** Exercise objective **
Every single record needs to be restated word for word.

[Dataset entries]
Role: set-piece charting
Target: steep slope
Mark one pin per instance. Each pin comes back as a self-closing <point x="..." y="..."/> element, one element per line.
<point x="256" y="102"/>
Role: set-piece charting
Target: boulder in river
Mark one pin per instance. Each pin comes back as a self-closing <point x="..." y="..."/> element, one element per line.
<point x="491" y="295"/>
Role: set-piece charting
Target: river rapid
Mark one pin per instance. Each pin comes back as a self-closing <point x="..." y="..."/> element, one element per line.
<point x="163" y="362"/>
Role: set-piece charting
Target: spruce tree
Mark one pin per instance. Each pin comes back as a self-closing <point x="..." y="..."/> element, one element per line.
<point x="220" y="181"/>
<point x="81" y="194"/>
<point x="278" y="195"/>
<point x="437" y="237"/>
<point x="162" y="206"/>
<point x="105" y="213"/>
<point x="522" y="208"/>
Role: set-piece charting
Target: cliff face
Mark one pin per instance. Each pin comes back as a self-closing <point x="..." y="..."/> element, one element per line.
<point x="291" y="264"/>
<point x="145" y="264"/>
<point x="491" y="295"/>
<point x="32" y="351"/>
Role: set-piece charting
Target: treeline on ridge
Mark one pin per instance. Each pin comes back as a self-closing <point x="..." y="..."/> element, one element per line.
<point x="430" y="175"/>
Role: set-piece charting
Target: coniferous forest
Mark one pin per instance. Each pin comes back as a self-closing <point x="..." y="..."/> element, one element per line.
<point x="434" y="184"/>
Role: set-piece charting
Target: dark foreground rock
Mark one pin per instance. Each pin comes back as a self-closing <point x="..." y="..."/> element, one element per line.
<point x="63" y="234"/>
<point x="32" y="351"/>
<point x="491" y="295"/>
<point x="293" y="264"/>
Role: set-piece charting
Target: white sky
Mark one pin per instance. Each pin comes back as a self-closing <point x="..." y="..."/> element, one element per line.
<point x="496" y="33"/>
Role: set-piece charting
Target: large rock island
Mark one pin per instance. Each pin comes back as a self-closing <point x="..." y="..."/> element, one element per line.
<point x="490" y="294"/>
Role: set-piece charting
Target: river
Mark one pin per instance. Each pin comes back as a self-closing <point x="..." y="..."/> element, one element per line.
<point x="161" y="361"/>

** Answer **
Role: set-piece charting
Target: steep slope
Mark one pin per instance. Each pin comes back as a self-closing <point x="..." y="..."/> element, one element per line.
<point x="256" y="102"/>
Role: set-piece charting
Target: boulder in river
Mark one pin per instance. Each pin comes back as a self-closing <point x="..." y="..."/> element, one element per line.
<point x="491" y="295"/>
Role: set-piece charting
Target: river rapid
Mark one pin per instance. Each pin comes back as a self-closing <point x="..." y="..."/> element, one element per line.
<point x="163" y="362"/>
Role: set-piece charting
Target: spruce tree
Mark one pin per instance. Each pin comes back as a self-closing <point x="..." y="..."/> element, one element per line.
<point x="220" y="181"/>
<point x="81" y="194"/>
<point x="278" y="195"/>
<point x="437" y="237"/>
<point x="162" y="206"/>
<point x="105" y="213"/>
<point x="522" y="208"/>
Role: set-piece charting
Target: cliff face
Mark one pin per instance. Each pin comes back as a self-closing <point x="..." y="..."/> element, one element per line.
<point x="291" y="264"/>
<point x="145" y="264"/>
<point x="491" y="295"/>
<point x="32" y="351"/>
Role: set-piece charting
Target: treeline on ridge
Mark one pin per instance. Each pin comes back as a self-closing <point x="..." y="..."/> element, one element per line.
<point x="430" y="175"/>
Role: set-piece charting
Target: coniferous forest
Mark one pin per instance. Each pin comes back as a self-closing <point x="..." y="..."/> element, one element per line.
<point x="434" y="184"/>
Role: set-piece charting
Target: dark foreground rock
Mark one pin per instance. Each pin comes back as a self-closing <point x="..." y="..."/> element, one element per line.
<point x="63" y="234"/>
<point x="32" y="351"/>
<point x="491" y="295"/>
<point x="293" y="264"/>
Role: set-piece charting
Target: white sky
Mark one pin per instance. Each pin comes back as a self-closing <point x="..." y="..."/> element, one element per line.
<point x="496" y="33"/>
Role: set-piece charting
Target: large rock island
Mark one pin per instance. Each pin comes back as a self-closing <point x="..." y="..."/> element, one element per line.
<point x="490" y="294"/>
Role: set-piece charting
Target: river
Mark one pin per instance. Each pin comes back as a self-closing <point x="..." y="..."/> element, one element per line.
<point x="161" y="361"/>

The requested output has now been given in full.